- Problem to solve -
Pull out each line in the entries below that contains the string "twig", and copy those lines. Treat uppercase and lowercase letters as different.

- Source records -
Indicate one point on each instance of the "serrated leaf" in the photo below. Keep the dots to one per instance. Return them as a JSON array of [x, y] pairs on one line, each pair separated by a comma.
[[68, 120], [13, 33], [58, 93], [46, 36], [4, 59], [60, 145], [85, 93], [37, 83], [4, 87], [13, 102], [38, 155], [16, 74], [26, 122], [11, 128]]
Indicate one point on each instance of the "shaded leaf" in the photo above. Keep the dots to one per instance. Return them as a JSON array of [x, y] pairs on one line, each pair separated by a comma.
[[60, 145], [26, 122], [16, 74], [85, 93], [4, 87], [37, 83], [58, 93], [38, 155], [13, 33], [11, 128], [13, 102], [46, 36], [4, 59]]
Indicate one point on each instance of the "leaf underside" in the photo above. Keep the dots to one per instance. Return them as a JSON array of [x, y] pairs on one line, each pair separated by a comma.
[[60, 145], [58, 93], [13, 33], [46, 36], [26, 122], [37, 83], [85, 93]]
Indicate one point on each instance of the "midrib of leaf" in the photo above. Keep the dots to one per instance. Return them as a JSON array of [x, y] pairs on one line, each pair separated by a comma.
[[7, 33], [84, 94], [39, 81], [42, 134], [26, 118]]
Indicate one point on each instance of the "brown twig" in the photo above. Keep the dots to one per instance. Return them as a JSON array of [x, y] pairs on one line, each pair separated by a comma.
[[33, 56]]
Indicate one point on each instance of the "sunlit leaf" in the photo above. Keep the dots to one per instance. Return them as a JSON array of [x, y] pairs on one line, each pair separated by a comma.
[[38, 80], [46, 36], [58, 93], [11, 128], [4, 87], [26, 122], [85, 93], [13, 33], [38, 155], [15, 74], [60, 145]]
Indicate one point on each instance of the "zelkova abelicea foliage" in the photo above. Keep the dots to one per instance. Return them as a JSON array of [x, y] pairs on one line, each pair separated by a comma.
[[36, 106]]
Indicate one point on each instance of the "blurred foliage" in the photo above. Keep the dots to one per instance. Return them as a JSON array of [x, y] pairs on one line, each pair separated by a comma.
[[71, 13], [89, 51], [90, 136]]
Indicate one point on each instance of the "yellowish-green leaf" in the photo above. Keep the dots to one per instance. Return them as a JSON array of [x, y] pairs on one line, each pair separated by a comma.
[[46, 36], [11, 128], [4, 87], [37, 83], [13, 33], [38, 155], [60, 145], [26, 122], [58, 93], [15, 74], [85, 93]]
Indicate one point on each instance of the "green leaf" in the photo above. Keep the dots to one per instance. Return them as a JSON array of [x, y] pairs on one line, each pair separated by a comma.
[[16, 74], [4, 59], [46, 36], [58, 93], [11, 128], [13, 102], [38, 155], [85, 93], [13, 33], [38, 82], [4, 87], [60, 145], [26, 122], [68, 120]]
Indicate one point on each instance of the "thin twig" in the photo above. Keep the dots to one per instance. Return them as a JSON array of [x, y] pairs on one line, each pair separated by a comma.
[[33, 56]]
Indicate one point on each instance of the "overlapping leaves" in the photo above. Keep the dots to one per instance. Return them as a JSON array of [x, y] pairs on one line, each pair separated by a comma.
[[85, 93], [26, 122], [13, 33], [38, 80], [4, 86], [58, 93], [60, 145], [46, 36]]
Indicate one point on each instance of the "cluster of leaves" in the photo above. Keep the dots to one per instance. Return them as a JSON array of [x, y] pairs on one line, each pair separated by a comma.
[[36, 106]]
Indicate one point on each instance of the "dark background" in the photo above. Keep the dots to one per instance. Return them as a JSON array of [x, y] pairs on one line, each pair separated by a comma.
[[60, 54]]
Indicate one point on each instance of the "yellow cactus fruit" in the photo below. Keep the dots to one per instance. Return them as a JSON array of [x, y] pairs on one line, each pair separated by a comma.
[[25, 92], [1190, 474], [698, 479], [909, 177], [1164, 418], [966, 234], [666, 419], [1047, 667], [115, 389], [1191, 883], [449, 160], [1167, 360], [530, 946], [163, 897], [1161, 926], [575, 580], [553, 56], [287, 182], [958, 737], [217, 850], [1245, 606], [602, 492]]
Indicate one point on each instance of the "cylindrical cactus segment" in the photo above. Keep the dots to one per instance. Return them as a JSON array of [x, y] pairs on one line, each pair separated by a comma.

- Final answer -
Indicate one point on each instance of the "brown twig" in the photo above. Keep the dots to one per instance. Return them as a JSON array of [x, y] pairs on one line, each pair separated by a comma.
Indicate one point on each instance of the "thin twig" in the photo above. Keep the dots to one per instance. Return them as a JSON array of [x, y] pairs on one line, each pair separated by a comma.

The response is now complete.